━━━━━ Task data ━━━━━
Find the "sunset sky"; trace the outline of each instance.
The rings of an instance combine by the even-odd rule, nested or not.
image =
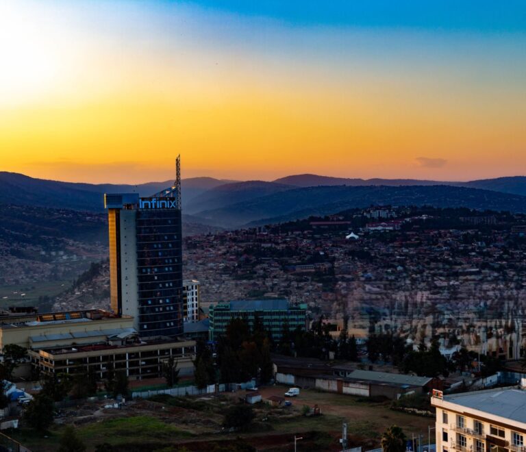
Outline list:
[[[526,174],[526,3],[0,0],[0,171]]]

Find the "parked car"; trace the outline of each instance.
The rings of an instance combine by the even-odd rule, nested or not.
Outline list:
[[[299,395],[299,388],[290,388],[285,392],[286,397],[295,397]]]

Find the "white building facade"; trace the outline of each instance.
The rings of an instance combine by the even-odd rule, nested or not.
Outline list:
[[[526,391],[434,390],[437,452],[526,452]]]
[[[196,279],[183,281],[183,315],[185,322],[199,321],[200,283]]]

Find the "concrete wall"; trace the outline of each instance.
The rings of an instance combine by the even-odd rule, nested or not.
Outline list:
[[[323,391],[338,392],[338,380],[316,378],[315,386],[317,389],[321,389]]]
[[[343,381],[342,385],[342,393],[347,395],[357,395],[368,397],[370,392],[369,385],[366,384]]]

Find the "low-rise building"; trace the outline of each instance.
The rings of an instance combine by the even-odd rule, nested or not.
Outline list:
[[[109,372],[125,372],[134,379],[162,376],[162,364],[171,357],[181,375],[193,372],[195,342],[160,337],[145,339],[135,333],[117,335],[105,344],[29,350],[32,364],[42,373],[93,373],[100,379]]]
[[[306,328],[307,305],[291,305],[283,299],[238,300],[210,306],[210,339],[216,340],[224,336],[228,324],[234,318],[247,321],[251,329],[256,318],[275,340],[279,340],[285,325],[290,331]]]
[[[444,395],[434,391],[436,450],[526,451],[526,391],[516,387]]]
[[[45,373],[125,371],[131,378],[161,376],[162,364],[175,357],[181,375],[191,373],[195,342],[177,338],[139,338],[131,316],[102,310],[10,315],[0,318],[0,349],[16,344],[29,360],[16,369],[29,376],[31,365]],[[31,365],[30,365],[31,364]]]

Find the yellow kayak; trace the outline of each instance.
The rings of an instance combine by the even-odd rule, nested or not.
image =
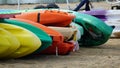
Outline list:
[[[31,31],[16,25],[0,23],[0,27],[12,33],[20,42],[20,48],[7,58],[19,58],[29,55],[41,46],[41,40]]]
[[[18,39],[7,30],[0,28],[0,58],[8,56],[19,47]]]

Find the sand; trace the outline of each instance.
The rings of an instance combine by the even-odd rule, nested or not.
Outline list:
[[[78,3],[70,4],[74,7]],[[21,5],[21,9],[31,9],[38,4]],[[46,5],[46,4],[44,4]],[[58,4],[61,8],[66,4]],[[94,2],[94,9],[110,9],[106,2]],[[3,9],[16,9],[16,5],[0,5]],[[80,48],[69,55],[39,55],[31,58],[0,60],[0,68],[119,68],[120,39],[109,39],[105,44]]]

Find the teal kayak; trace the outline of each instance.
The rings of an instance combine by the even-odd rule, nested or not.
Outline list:
[[[105,24],[102,20],[87,14],[63,10],[76,16],[74,22],[84,28],[84,35],[79,40],[80,46],[98,46],[104,44],[110,38],[113,28]]]

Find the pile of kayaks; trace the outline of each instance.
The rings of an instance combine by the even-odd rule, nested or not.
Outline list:
[[[0,59],[66,55],[104,44],[113,28],[102,20],[58,9],[0,10]]]

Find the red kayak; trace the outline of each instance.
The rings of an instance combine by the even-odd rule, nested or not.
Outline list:
[[[68,26],[74,15],[59,10],[39,10],[15,15],[15,18],[27,19],[47,26]]]
[[[46,33],[48,33],[52,37],[52,40],[53,40],[52,46],[50,46],[47,49],[45,49],[44,51],[40,52],[40,54],[56,54],[56,47],[57,47],[58,54],[63,55],[63,54],[67,54],[67,53],[71,52],[74,48],[73,43],[67,43],[67,42],[65,43],[63,41],[64,40],[63,35],[51,28],[48,28],[39,23],[25,20],[25,19],[17,19],[17,18],[12,18],[12,19],[32,24],[32,25],[44,30]]]

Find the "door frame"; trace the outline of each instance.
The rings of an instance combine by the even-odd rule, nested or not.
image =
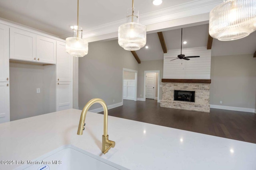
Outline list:
[[[160,100],[159,100],[159,85],[160,84],[160,70],[147,70],[144,71],[144,94],[143,96],[143,100],[146,101],[146,73],[158,73],[158,87],[157,87],[157,102],[160,103]],[[155,94],[156,93],[155,93]]]
[[[137,83],[138,82],[138,71],[136,70],[131,70],[130,69],[123,68],[123,76],[122,76],[122,102],[124,103],[124,71],[130,71],[130,72],[133,72],[135,74],[135,79],[134,80],[134,101],[137,101]]]
[[[146,84],[147,84],[147,74],[155,74],[155,80],[154,80],[154,86],[156,85],[156,72],[146,72],[146,81],[145,82],[146,82]],[[146,87],[146,85],[145,86],[145,87]],[[147,88],[145,88],[146,89],[146,93],[145,94],[145,96],[146,97],[146,93],[147,92]],[[154,88],[154,100],[156,100],[155,99],[156,98],[156,88]]]

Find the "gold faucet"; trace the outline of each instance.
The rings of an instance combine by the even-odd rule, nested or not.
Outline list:
[[[99,103],[102,105],[104,111],[104,125],[103,135],[102,135],[102,147],[101,150],[104,154],[105,154],[108,151],[110,148],[115,147],[116,143],[114,141],[108,140],[108,107],[103,100],[100,99],[92,99],[85,105],[81,113],[77,134],[78,135],[83,134],[83,131],[84,130],[84,126],[85,125],[84,121],[85,121],[85,116],[86,115],[86,113],[92,105],[96,103]]]

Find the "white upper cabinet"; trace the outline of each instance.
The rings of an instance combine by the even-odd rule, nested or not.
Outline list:
[[[66,52],[66,43],[57,42],[57,81],[72,82],[73,79],[73,57]]]
[[[0,123],[10,121],[9,82],[0,82]]]
[[[0,82],[9,80],[9,27],[0,24]]]
[[[72,82],[58,82],[56,92],[56,111],[73,108]]]
[[[56,64],[56,40],[36,35],[37,61]]]
[[[10,30],[10,58],[56,64],[56,40],[18,28]]]
[[[10,31],[10,58],[36,61],[36,35],[13,27]]]

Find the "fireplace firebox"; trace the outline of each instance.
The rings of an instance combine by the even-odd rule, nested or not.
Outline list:
[[[174,100],[195,102],[195,92],[174,90]]]

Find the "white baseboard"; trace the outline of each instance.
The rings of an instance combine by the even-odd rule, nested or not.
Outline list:
[[[112,104],[111,105],[108,105],[108,109],[113,109],[113,108],[117,107],[118,107],[121,106],[123,106],[122,102],[116,103],[116,104]],[[89,110],[89,111],[94,113],[101,112],[103,111],[103,108],[102,107],[98,108],[98,109],[93,109],[92,110]]]
[[[224,110],[234,110],[235,111],[245,111],[246,112],[255,113],[254,109],[250,108],[239,107],[238,107],[227,106],[226,106],[210,105],[210,108],[214,109],[224,109]]]
[[[144,99],[144,98],[137,98],[137,100],[138,101],[146,101],[146,99]]]
[[[134,100],[134,98],[129,98],[129,97],[123,97],[123,98],[124,99],[126,99],[127,100]]]

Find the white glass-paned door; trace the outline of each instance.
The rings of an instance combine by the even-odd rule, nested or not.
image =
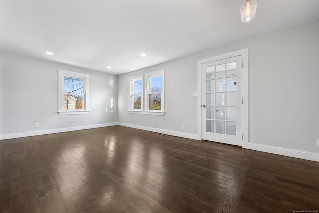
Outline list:
[[[203,139],[242,146],[241,56],[203,64]]]

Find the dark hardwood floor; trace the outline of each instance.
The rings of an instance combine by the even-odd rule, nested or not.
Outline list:
[[[0,141],[0,171],[1,213],[319,210],[319,162],[120,126]]]

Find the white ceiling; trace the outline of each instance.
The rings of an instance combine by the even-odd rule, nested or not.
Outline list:
[[[242,23],[244,1],[0,0],[0,49],[118,75],[319,19],[319,0],[257,0]]]

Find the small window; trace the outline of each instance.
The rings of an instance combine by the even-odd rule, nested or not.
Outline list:
[[[130,80],[131,106],[130,109],[143,110],[143,88],[142,82],[142,77]]]
[[[130,78],[129,113],[164,115],[164,79],[163,70]]]
[[[162,76],[150,78],[149,110],[161,110]]]
[[[89,75],[59,70],[59,115],[88,113]]]

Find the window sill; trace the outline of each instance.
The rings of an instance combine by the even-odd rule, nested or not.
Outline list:
[[[143,114],[144,115],[154,115],[163,116],[165,112],[162,111],[136,111],[136,110],[128,110],[128,112],[130,114]]]
[[[83,115],[84,114],[89,114],[88,111],[58,111],[59,115]]]

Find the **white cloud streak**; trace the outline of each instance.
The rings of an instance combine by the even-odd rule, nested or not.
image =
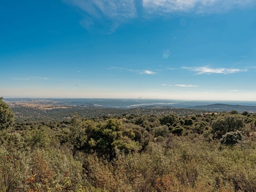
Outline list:
[[[145,70],[141,72],[142,74],[147,74],[147,75],[154,75],[156,72],[152,72],[151,70]]]
[[[198,85],[196,84],[175,84],[176,86],[181,86],[181,87],[197,87]]]
[[[228,92],[239,92],[239,90],[228,90]]]
[[[253,0],[143,0],[143,6],[149,14],[194,12],[218,13],[237,6],[244,6]]]
[[[240,72],[246,72],[247,69],[239,68],[209,68],[208,67],[182,67],[183,69],[187,69],[191,71],[197,72],[196,75],[201,75],[204,74],[229,74]]]
[[[108,69],[118,70],[120,70],[120,71],[126,70],[126,71],[133,72],[139,72],[140,74],[147,74],[147,75],[154,75],[156,74],[156,72],[151,71],[151,70],[135,70],[135,69],[128,69],[128,68],[123,68],[123,67],[112,67],[108,68]]]
[[[110,28],[110,33],[114,32],[120,23],[138,17],[135,1],[62,0],[83,11],[84,19],[79,22],[82,26],[92,29],[95,23],[100,23]],[[148,15],[175,13],[220,13],[255,2],[255,0],[142,0],[141,15],[148,18]]]

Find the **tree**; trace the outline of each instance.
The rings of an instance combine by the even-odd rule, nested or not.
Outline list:
[[[237,115],[219,116],[212,122],[213,131],[219,139],[226,132],[239,130],[243,127],[243,118]]]
[[[6,103],[0,97],[0,130],[11,127],[14,122],[14,114]]]
[[[222,136],[220,140],[221,144],[233,146],[242,140],[242,132],[241,131],[228,132]]]

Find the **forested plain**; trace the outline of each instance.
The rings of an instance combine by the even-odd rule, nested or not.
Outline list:
[[[0,98],[0,191],[256,191],[256,114],[189,111],[15,120]]]

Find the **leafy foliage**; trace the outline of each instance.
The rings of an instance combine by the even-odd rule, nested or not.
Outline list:
[[[233,146],[242,140],[242,137],[241,131],[228,132],[222,136],[220,142],[221,144]]]
[[[0,191],[255,191],[255,120],[223,112],[16,122],[0,131]]]
[[[0,130],[8,128],[12,125],[14,115],[9,106],[0,97]]]

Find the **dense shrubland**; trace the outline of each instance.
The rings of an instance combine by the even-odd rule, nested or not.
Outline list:
[[[256,191],[255,114],[10,125],[0,131],[0,191]]]

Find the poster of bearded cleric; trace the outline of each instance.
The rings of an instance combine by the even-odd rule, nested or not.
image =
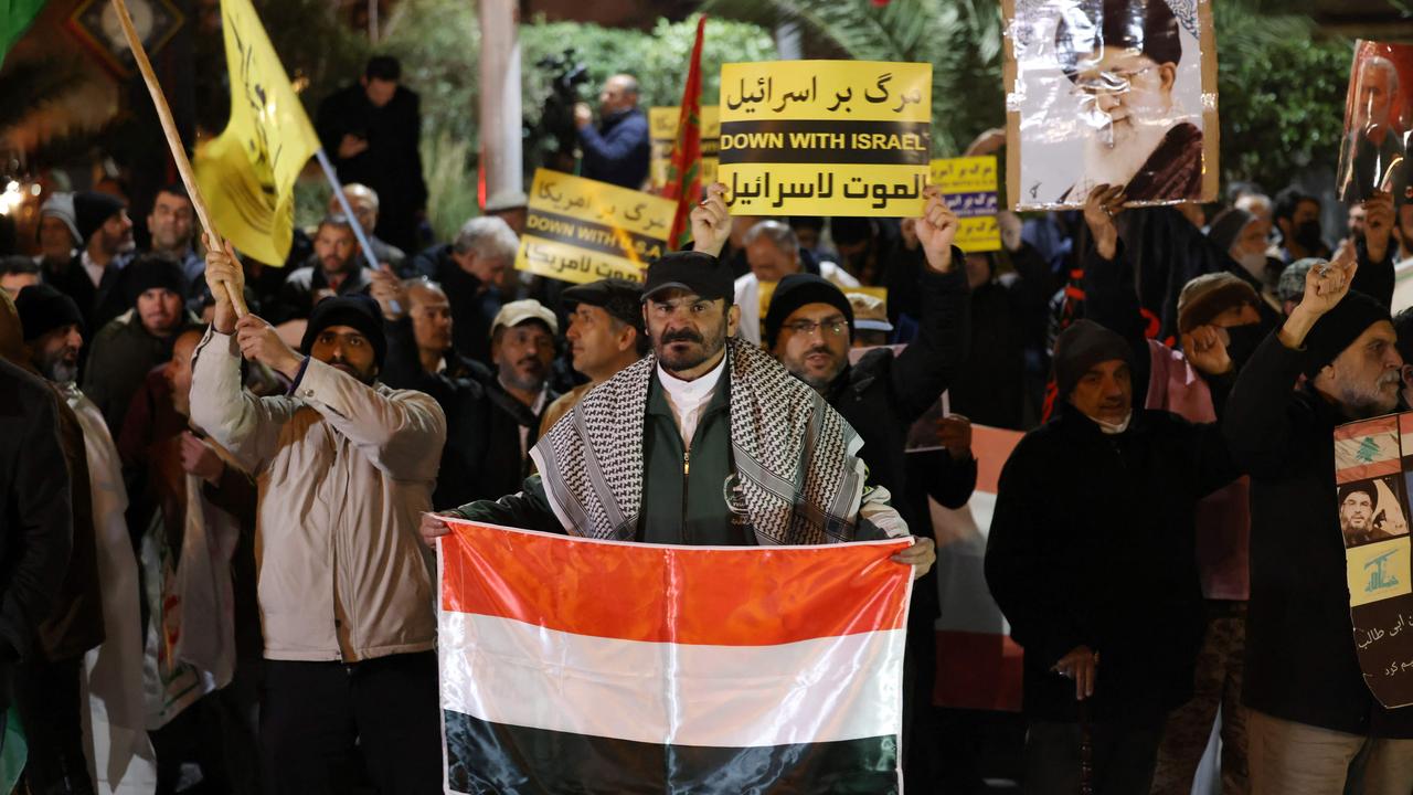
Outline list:
[[[1340,146],[1340,199],[1359,202],[1373,191],[1403,204],[1409,180],[1403,158],[1413,127],[1413,47],[1361,40],[1349,68]]]
[[[1015,209],[1217,198],[1208,0],[1006,0],[1007,197]]]

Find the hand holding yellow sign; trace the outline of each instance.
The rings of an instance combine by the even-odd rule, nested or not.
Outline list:
[[[718,180],[732,214],[921,214],[931,64],[776,61],[721,75]]]

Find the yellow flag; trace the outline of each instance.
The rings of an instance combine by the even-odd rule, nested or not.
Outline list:
[[[319,137],[250,0],[220,0],[230,122],[196,151],[211,222],[243,255],[284,265],[294,235],[294,181]]]

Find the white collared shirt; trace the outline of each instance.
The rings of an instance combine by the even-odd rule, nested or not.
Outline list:
[[[673,419],[677,420],[677,433],[682,434],[682,448],[691,450],[697,422],[702,419],[712,389],[716,389],[716,382],[721,381],[721,373],[725,371],[726,356],[722,356],[711,372],[697,381],[682,381],[663,369],[661,364],[657,365],[657,382],[663,385],[667,406],[673,410]]]

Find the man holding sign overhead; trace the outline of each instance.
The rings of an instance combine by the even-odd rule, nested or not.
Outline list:
[[[920,215],[931,85],[931,64],[723,64],[718,178],[732,215]]]

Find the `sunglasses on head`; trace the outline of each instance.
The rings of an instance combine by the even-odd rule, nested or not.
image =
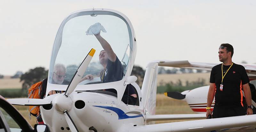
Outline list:
[[[219,49],[224,49],[225,48],[226,48],[226,49],[227,49],[227,50],[228,49],[228,48],[225,46],[220,46],[219,47]]]
[[[61,78],[62,77],[63,77],[65,78],[66,76],[66,75],[64,75],[64,76],[61,76],[61,75],[58,75],[58,74],[57,74],[57,73],[56,73],[55,72],[53,73],[55,73],[55,74],[56,74],[56,75],[57,75],[57,76],[59,78]]]

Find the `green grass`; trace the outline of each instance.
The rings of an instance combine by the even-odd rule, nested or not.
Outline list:
[[[20,88],[0,89],[0,95],[4,98],[27,97],[28,93]]]
[[[182,92],[188,90],[193,89],[205,85],[196,85],[188,86],[158,86],[156,89],[157,94],[163,94],[167,92]]]

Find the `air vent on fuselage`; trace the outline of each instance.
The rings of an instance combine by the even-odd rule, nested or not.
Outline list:
[[[84,101],[79,100],[76,101],[75,103],[75,106],[78,109],[81,109],[84,107],[85,103]]]

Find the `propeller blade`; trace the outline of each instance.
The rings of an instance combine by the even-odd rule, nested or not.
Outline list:
[[[177,100],[182,100],[185,98],[186,95],[183,95],[177,92],[168,92],[164,93],[164,95]]]
[[[64,95],[68,96],[75,90],[76,87],[80,82],[83,75],[87,67],[92,58],[92,57],[95,53],[95,50],[94,49],[92,49],[89,53],[84,58],[81,65],[79,66],[76,72],[75,73],[72,79],[68,86],[67,90]]]
[[[66,110],[64,112],[64,115],[65,116],[65,118],[66,119],[67,123],[68,125],[68,126],[69,127],[69,128],[72,132],[79,132],[76,126],[75,123],[72,120],[71,117],[69,115],[69,114],[68,113],[68,111]]]
[[[37,99],[7,99],[10,104],[14,105],[38,106],[50,104],[52,101],[49,100]]]

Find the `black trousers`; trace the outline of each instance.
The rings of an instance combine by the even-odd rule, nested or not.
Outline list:
[[[223,107],[214,105],[212,111],[212,118],[226,117],[227,117],[244,115],[246,114],[246,111],[244,107],[231,108]]]

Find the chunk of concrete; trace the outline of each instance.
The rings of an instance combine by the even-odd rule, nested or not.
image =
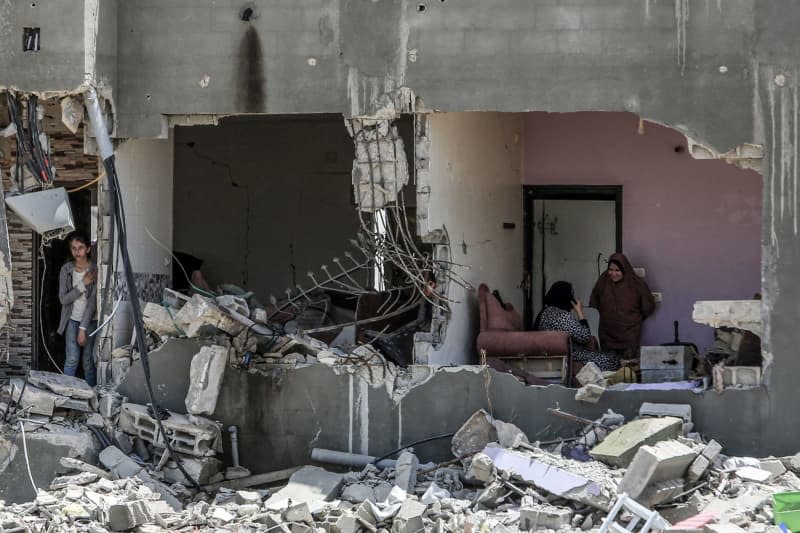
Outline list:
[[[578,383],[581,385],[588,385],[591,383],[605,387],[607,384],[606,379],[603,377],[603,371],[591,361],[583,365],[580,372],[575,374],[575,379],[577,379]]]
[[[375,491],[366,483],[353,483],[342,491],[341,498],[350,503],[361,503],[367,500],[376,501]]]
[[[203,346],[192,358],[189,368],[189,391],[186,410],[193,415],[212,415],[228,366],[229,349],[224,346]]]
[[[692,406],[687,403],[644,402],[639,407],[639,416],[674,416],[684,422],[692,421]]]
[[[469,481],[480,481],[482,483],[491,483],[494,481],[496,470],[491,457],[485,453],[473,455],[465,475]]]
[[[407,498],[400,505],[400,510],[394,518],[392,523],[392,533],[417,533],[418,531],[425,530],[425,524],[422,521],[422,516],[425,514],[428,506]]]
[[[674,439],[682,427],[683,420],[675,417],[633,420],[609,433],[589,455],[607,465],[626,468],[639,448]]]
[[[553,505],[536,505],[519,510],[519,528],[524,531],[561,529],[572,521],[572,509]]]
[[[100,463],[108,468],[115,479],[134,477],[142,470],[141,466],[116,446],[109,446],[100,452]]]
[[[450,441],[454,457],[463,457],[483,450],[490,442],[497,442],[497,429],[492,416],[479,409],[456,431]]]
[[[235,337],[245,328],[244,324],[232,319],[215,303],[199,294],[192,296],[181,307],[175,314],[175,322],[189,338],[214,333],[217,329]]]
[[[487,446],[483,453],[489,456],[497,470],[513,473],[525,483],[606,512],[611,508],[611,495],[606,494],[598,483],[583,476],[499,446]]]
[[[761,463],[761,469],[766,470],[772,475],[771,479],[778,478],[786,473],[786,467],[783,466],[780,459],[761,459],[759,462]]]
[[[695,457],[694,461],[692,461],[692,464],[689,465],[689,471],[686,474],[686,479],[689,481],[689,483],[696,483],[705,475],[710,467],[711,461],[708,460],[708,457],[700,454]]]
[[[736,476],[745,481],[764,483],[772,477],[772,473],[754,466],[743,466],[736,469]]]
[[[600,397],[603,396],[605,391],[606,389],[604,387],[589,383],[578,389],[575,393],[575,400],[586,403],[597,403],[600,401]]]
[[[411,452],[403,452],[397,458],[395,465],[394,484],[407,493],[414,492],[417,485],[417,471],[419,471],[419,459]]]
[[[181,333],[175,322],[177,312],[177,309],[168,309],[161,304],[147,302],[142,310],[144,327],[156,335],[178,337]]]
[[[28,381],[37,387],[51,390],[56,394],[69,398],[77,398],[79,400],[93,400],[95,398],[94,389],[84,380],[74,376],[31,370],[28,374]]]
[[[222,461],[216,457],[192,457],[189,455],[176,454],[186,473],[200,485],[206,485],[211,477],[222,469]],[[178,465],[168,462],[163,470],[164,480],[168,483],[189,484],[189,480],[183,475]]]
[[[659,481],[648,485],[639,495],[637,501],[645,507],[652,508],[660,503],[667,502],[683,492],[683,479],[671,479]]]
[[[617,492],[638,500],[653,483],[683,478],[695,457],[697,453],[694,450],[676,440],[642,446],[619,482]]]
[[[147,502],[134,500],[110,505],[106,524],[111,531],[127,531],[154,520],[155,517],[150,512]]]
[[[318,466],[304,466],[292,474],[284,488],[264,502],[264,508],[268,511],[284,509],[290,499],[293,504],[320,505],[339,493],[343,478],[342,474]]]

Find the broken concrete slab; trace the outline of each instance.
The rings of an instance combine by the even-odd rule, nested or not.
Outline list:
[[[192,359],[208,344],[199,339],[171,338],[150,352],[153,395],[159,406],[175,413],[186,410]],[[117,387],[117,392],[127,397],[130,403],[150,403],[141,360],[133,362]]]
[[[108,508],[108,527],[112,531],[128,531],[155,520],[144,500],[117,503]]]
[[[224,346],[203,346],[192,358],[186,411],[193,415],[212,415],[217,407],[222,378],[228,366],[230,350]]]
[[[625,468],[639,448],[674,439],[680,435],[682,427],[683,420],[674,417],[633,420],[609,433],[589,455],[607,465]]]
[[[397,458],[395,465],[394,484],[409,494],[414,492],[417,485],[417,471],[419,470],[419,459],[411,452],[403,452]]]
[[[339,493],[344,476],[328,472],[318,466],[304,466],[289,478],[289,483],[272,495],[266,502],[266,510],[284,509],[289,500],[292,504],[319,505]],[[313,509],[312,509],[313,510]]]
[[[591,361],[583,365],[583,368],[575,375],[575,379],[577,379],[578,383],[581,385],[588,385],[591,383],[605,388],[607,384],[606,379],[603,377],[603,371]]]
[[[169,309],[161,304],[147,302],[142,309],[144,327],[156,335],[179,337],[181,330],[175,322],[177,309]]]
[[[492,415],[479,409],[456,431],[450,441],[454,457],[463,457],[483,450],[490,442],[497,442],[497,429]]]
[[[221,330],[236,336],[245,326],[225,314],[214,302],[195,294],[175,314],[175,322],[187,337],[198,337],[204,333],[213,334]]]
[[[650,506],[652,504],[639,500],[645,489],[653,483],[682,479],[695,457],[697,452],[676,440],[642,446],[636,451],[617,491],[626,493],[642,505]]]
[[[29,462],[25,460],[19,432],[0,436],[0,466],[4,466],[0,500],[17,503],[36,497],[28,478],[28,464],[36,486],[47,487],[53,478],[63,473],[62,457],[78,458],[86,463],[97,461],[95,440],[90,432],[55,425],[49,425],[48,429],[26,432]]]
[[[492,460],[498,470],[510,472],[526,483],[556,496],[585,503],[604,511],[608,511],[611,507],[610,495],[605,494],[597,483],[583,476],[499,446],[487,446],[483,453]]]
[[[584,385],[575,393],[575,400],[586,403],[597,403],[606,391],[604,387],[589,383]]]
[[[171,413],[169,418],[161,420],[161,424],[176,452],[210,457],[222,451],[221,428],[207,418]],[[156,419],[150,416],[144,405],[122,404],[119,426],[126,433],[136,435],[160,448],[166,447]]]
[[[684,422],[692,421],[692,406],[686,403],[644,402],[639,407],[639,416],[674,416]]]
[[[561,529],[572,521],[572,509],[553,505],[535,505],[519,510],[519,528],[525,531],[536,529]]]
[[[28,381],[37,387],[51,390],[56,394],[69,398],[77,398],[79,400],[93,400],[95,398],[94,389],[84,380],[74,376],[31,370],[28,374]]]

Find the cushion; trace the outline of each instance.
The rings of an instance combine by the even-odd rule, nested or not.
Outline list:
[[[506,310],[491,294],[486,295],[486,331],[520,331],[522,318],[513,310]]]

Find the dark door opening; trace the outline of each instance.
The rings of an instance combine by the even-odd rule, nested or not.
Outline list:
[[[622,186],[525,186],[524,272],[526,328],[554,281],[573,284],[588,304],[594,282],[614,251],[622,250]]]
[[[93,188],[82,189],[69,195],[75,226],[90,238],[92,238],[92,190]],[[60,372],[64,369],[64,337],[58,334],[58,323],[61,318],[58,274],[61,266],[71,259],[72,255],[63,239],[55,239],[49,246],[42,248],[40,246],[41,238],[38,234],[34,234],[33,242],[35,258],[32,313],[34,339],[31,367],[35,370]],[[43,251],[43,254],[40,250]],[[95,260],[97,254],[94,249],[92,252],[92,260]],[[82,369],[79,368],[78,371],[82,372]]]

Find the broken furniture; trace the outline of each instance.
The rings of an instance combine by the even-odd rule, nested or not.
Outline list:
[[[522,317],[509,303],[501,303],[489,287],[478,287],[481,363],[511,372],[528,384],[569,385],[572,345],[566,331],[524,331]]]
━━━━━
● **Exercise task**: Repeat only the lines from the one holding "Find the dark door" through the last line of the data.

● **Expected answer**:
Find the dark door opening; trace the outline of each instance.
The rings of an instance combine by the even-odd rule, nested or not.
Outline list:
[[[622,186],[525,186],[524,272],[526,328],[554,281],[573,284],[588,304],[594,282],[614,251],[622,250]]]
[[[93,188],[82,189],[69,195],[75,226],[90,238],[92,238],[92,190]],[[60,372],[64,369],[64,337],[58,334],[58,323],[61,318],[58,274],[61,266],[71,259],[72,255],[63,239],[55,239],[49,246],[42,248],[40,246],[41,238],[38,234],[34,234],[33,242],[35,258],[32,313],[34,339],[31,367],[35,370]],[[43,251],[43,254],[40,250]],[[95,260],[97,254],[94,249],[92,252],[92,260]],[[82,369],[79,368],[78,371],[82,372]]]

Find the broken furniture; trace the outline of each instance.
The rings of an instance combine by the even-odd rule, nested or not.
Outline list:
[[[522,317],[509,303],[501,303],[489,287],[478,287],[481,363],[511,372],[528,384],[569,385],[572,345],[566,331],[524,331]]]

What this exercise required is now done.